*Requirements*
A - Output the portion of the February history calendar between "Feb. 15. 1933: Signing" and "Liberty is foiled.", inclusive, without changing any wording.
B - Finish out the next part of the February history calendar, picking up after its final sentence.

*Selected excerpt*
Reclaim Our History
Feb. 14. 1997: Last remaining Jahalin Bedoin families, who had been living
in the Abu-Dis area of Palestine for over 40 years, are forcibly removed to
make way for new Jewish settlements (illegal under the Oslo accords).
Feb. 15. 1933: Signing of original 11-state master trucking agreement,
involving 200,000 truckers, which formed the basis for the Teamsters Union.
Feb. 16. 1916: Emma Goldman arrested in New York for lecturing on birth
control. 1965: A plot by the Black Liberation Front to blow up the Statue
of Liberty is foiled.
Feb. 17. 1975: Several hundred residents of Wyhl, Germany, occupy the
construction site of a nuclear power plant. Police respond with water
cannons and arrests; by the following week, 28,000 had joined the
occupation, and police withdrew for over a year. This is believed to have
been the first such plant occupation in the world.
Feb. 18. 1867: Nonviolent resistance to Austrian oppression results in
separate constitution, Hungary. 1997: Political prisoner Osman Murat Ulke
is one of 12 Turkish activists charged with "alienating the people from the
military."

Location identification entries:
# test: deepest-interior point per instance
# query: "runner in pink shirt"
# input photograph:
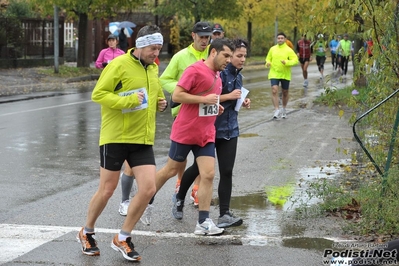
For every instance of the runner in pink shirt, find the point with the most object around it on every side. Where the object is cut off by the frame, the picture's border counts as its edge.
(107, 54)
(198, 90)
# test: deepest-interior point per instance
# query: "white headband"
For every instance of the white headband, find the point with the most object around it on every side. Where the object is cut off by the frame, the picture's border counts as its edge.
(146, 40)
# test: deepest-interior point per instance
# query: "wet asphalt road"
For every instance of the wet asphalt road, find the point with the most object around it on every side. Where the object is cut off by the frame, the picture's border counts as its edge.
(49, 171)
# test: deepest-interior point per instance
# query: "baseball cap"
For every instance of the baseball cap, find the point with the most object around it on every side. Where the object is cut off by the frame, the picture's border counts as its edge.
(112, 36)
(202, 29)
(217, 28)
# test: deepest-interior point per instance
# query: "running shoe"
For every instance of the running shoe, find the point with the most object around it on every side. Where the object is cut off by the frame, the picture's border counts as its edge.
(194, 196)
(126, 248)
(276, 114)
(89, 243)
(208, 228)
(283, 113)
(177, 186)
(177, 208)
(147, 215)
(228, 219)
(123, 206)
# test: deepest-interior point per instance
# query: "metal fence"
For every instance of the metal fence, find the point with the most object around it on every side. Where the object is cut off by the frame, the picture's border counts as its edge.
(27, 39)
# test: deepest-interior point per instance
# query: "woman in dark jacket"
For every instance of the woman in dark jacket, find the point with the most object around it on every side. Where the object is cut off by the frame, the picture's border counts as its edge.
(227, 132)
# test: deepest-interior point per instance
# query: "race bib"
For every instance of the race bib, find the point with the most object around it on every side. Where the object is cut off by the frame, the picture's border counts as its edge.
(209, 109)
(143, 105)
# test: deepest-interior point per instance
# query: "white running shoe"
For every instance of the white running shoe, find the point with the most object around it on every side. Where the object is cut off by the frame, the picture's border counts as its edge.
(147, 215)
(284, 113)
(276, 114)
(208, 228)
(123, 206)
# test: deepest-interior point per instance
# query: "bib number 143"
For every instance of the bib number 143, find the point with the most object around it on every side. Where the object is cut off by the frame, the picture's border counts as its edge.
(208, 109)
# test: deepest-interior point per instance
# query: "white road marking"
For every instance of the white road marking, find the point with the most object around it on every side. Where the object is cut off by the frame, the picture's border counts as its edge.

*Results for each task*
A -
Feb. 15. 1933: Signing of original 11-state master trucking agreement,
involving 200,000 truckers, which formed the basis for the Teamsters Union.
Feb. 16. 1916: Emma Goldman arrested in New York for lecturing on birth
control. 1965: A plot by the Black Liberation Front to blow up the Statue
of Liberty is foiled.

B -
Feb. 19. 1997: 1,200 rally in support of striking musicians union, forcing
cancellation of opening night Disney production of "Beauty and the Beast"
at 5th Ave. Theater in Seattle.
Feb. 20. 1725: First recorded instance of scalping: perpetrated against
Indian victims by Capt. Lovewell and troops at Wakefield, New Hampshire.
1942: Norweigan teachers begin successful nonviolent strike against
Nazification of schools.
Feb. 21. 1972: Beginning of the trial of Fr. Philip Berrigan and six other
nonviolent activists (The "Harrisburg Seven") in Harrisburg, PA for an
alleged plot to kidnap Henry Kissinger. Proceedings later end in a
mistrial.
Feb. 22. 1943: Sophie Scholl, a 22-year-old activist at Munich University,
is executed after being convicted of urging students to rise up and
overthrow the Nazi government. 1997: Nearly 100,000 march in Paris against
new anti-immigration bill sponsored by fascist far right.
Feb. 23. 1883: American Anti-Vivisection Society formed in Pennsylvania.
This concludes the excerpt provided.